Column: Michigan’s wolf hunt will do more harm than good

 The Jackson Citizen Patriot on November 12, 2013
copyrighted wolf in water
By Mark Muhich

Michigan’s first ever wolf hunt begins Nov. 15.

This wolf hunt is anti-scientific, anti-democratic and has little to do with hunting.  Legislative skull-doggery by Upper Peninsula State Senator Tom Casperson voided the constitutional right of Michiganders to petition their government.

Casperson  shifted the listing of “game species”, animals hunted in our state, to a politically appointed committee.  The Natural Resources Committee cannot be reviewed by the voting public, so the 250,000 citizens who signed the ballot initiative calling for a vote on the wolf hunt, were disenfranchised, told to keep quiet, and take a hike.

While hiking in Michigan there is one thing you need not fear; a wolf attack. There has never been in Michigan’s history an attack by wolves on humans. Of course Capserson’s fairy tales tell of children being cornered by wolf packs at school. Casperson has made numerous bogus claims on the floor of the State Senate in Lansing, though admittedly,  he is not sworn to tell the truth while speaking.

Worse, professional Department of Natural Resource biologists now confess to falsifying testimony to the State Senate.  The Legislature resolved that wolves should be de-listed from the endangered species act, and then included wolves on the schedule of game species in Michigan.

If the DNR had enforced its own regulations requiring farmers to bury within 24 hours the carcasses of  dead animals then many of the wolf attacks on cattle could have been avoided in the first place.

Cattlemen have every right to kill wolves that are attacking their herds. That is the law and always has been. The DNR pays farmers and ranchers for the loss of their livestock killed by wolves.

The upcoming wolf hunt is not designed to manage wolves in the wild; but it could make wolf attacks worse.  Wolves are pack animals, they depend on an intricate social network to survive. If an alpha wolf is slaughtered the pack disintegrates, turning the survivors into rogues.

Only one biologist sits on the NRC, which listed the wolves as “game species”, and hers was the sole committee vote against the wolf hunt.

Other respected northern Michigan scientists have argued against the wolf hunt. With the deer population holding steady in the U.P., and wolf populations slightly declining, an ecological balance in the forests of northern Michigan is served by the apex predator, wolves.

Many sportsmen also oppose the new wolf hunt.

Hunting ethics written by Teddy Roosevelt, the North American Wildlife Conservation Model, warned against “frivolous hunts” like Michigan’s wolf hunt.

Michigan’s wolf hunt ignores the science of wildlife management. Michigan wolves do not need “management,” they are management.

Sen. Casperson has snatched the constitutional right of citizens to petition their government. The DNR has failed to enforce its own rules. Michigan’s wolf hunt will do more harm than good, leaving Michigan’s forests weaker.  Put the wolf hunt to a vote of the people next year.

— Mark Muhich lives in Summit Township and is the conservation chairman of the Central Michigan Group Sierra Club.

1 thought on “Column: Michigan’s wolf hunt will do more harm than good

  1. Michigan voters should rally some Michigan legislators, if possible, to write bills that protect wolves and goes over the heads of the bat sh– crazy hunters and DNR/wildlife agency if at all possible. Such an effort would put the issues in front of the general population. Wolf management has become a far right, hunter minority issue, and wolves are being managed by politically by a lunatic fringe, so turn the tables, play the politics.

^^^^^^^^

Instructions to follow -> Transcribe the part of the wolf hunt column starting with "Worse, professional Department" and going on through "killed by wolves.".

Input data ->
^^^^^^^^

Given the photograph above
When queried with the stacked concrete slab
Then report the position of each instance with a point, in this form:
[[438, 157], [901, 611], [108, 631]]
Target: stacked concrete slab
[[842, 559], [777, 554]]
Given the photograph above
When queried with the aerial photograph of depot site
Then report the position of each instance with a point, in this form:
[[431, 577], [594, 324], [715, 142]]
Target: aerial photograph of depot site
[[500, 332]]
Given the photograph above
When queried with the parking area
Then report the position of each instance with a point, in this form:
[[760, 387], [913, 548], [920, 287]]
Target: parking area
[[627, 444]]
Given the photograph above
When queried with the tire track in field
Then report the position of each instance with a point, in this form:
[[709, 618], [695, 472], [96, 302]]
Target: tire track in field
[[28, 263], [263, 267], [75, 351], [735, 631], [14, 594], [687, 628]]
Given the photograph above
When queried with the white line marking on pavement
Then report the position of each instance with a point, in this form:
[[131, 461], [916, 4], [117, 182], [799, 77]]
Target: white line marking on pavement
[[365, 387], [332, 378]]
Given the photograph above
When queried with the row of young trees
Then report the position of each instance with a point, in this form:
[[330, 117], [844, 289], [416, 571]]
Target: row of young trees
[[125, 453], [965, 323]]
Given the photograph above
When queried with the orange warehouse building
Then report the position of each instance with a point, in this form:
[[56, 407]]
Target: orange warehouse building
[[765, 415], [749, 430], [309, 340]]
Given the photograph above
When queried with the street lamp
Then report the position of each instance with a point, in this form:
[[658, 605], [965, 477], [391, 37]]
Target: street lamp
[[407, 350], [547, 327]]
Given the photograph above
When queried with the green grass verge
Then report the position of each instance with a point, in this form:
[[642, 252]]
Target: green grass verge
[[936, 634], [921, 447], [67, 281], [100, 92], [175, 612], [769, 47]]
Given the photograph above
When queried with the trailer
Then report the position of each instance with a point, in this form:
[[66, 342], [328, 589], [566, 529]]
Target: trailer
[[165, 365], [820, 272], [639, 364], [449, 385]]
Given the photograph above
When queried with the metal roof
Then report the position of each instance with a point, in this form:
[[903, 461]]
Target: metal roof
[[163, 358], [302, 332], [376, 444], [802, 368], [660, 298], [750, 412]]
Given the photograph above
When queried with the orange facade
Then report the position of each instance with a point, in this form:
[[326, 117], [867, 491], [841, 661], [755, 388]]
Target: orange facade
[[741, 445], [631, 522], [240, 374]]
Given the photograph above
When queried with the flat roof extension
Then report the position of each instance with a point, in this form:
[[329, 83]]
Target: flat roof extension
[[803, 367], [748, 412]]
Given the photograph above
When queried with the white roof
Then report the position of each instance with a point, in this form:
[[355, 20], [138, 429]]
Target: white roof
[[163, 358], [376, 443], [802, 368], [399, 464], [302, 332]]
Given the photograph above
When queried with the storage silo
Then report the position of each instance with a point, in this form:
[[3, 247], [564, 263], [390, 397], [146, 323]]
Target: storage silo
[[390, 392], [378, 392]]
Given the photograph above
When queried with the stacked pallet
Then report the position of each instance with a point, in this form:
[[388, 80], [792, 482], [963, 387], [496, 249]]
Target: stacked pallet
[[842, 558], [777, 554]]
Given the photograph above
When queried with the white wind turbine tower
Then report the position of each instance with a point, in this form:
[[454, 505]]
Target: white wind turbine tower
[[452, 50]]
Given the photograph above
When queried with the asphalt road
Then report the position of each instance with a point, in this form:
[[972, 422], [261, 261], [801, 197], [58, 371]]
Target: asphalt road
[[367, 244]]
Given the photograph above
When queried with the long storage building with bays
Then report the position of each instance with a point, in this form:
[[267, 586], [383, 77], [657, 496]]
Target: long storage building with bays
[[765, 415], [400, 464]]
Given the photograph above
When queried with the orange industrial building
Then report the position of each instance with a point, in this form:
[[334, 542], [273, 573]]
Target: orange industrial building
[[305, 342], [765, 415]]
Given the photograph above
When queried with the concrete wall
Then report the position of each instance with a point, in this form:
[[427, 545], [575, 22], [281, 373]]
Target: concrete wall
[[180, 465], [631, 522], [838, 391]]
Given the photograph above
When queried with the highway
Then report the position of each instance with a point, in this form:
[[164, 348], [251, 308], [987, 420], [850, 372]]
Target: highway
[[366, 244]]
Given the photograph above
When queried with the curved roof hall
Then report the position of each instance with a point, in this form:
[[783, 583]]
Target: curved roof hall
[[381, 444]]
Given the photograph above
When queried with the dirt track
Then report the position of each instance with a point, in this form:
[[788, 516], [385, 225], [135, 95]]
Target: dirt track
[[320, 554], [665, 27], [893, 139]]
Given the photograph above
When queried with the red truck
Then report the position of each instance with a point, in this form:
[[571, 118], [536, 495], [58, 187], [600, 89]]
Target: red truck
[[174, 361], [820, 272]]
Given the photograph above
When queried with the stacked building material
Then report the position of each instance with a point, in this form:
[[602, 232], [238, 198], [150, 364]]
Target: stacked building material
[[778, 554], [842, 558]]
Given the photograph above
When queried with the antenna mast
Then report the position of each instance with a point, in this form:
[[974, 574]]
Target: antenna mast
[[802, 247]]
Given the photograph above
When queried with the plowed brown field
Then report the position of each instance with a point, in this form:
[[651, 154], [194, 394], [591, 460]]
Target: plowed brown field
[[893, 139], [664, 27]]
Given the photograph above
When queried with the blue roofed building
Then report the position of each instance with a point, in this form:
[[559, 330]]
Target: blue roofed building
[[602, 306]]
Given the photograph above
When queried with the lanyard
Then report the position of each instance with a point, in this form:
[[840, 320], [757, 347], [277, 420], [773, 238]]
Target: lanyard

^^^^^^^^

Expected answer ->
Worse, professional Department of Natural Resource biologists now confess to falsifying testimony to the State Senate.  The Legislature resolved that wolves should be de-listed from the endangered species act, and then included wolves on the schedule of game species in Michigan.

If the DNR had enforced its own regulations requiring farmers to bury within 24 hours the carcasses of  dead animals then many of the wolf attacks on cattle could have been avoided in the first place.

Cattlemen have every right to kill wolves that are attacking their herds. That is the law and always has been. The DNR pays farmers and ranchers for the loss of their livestock killed by wolves.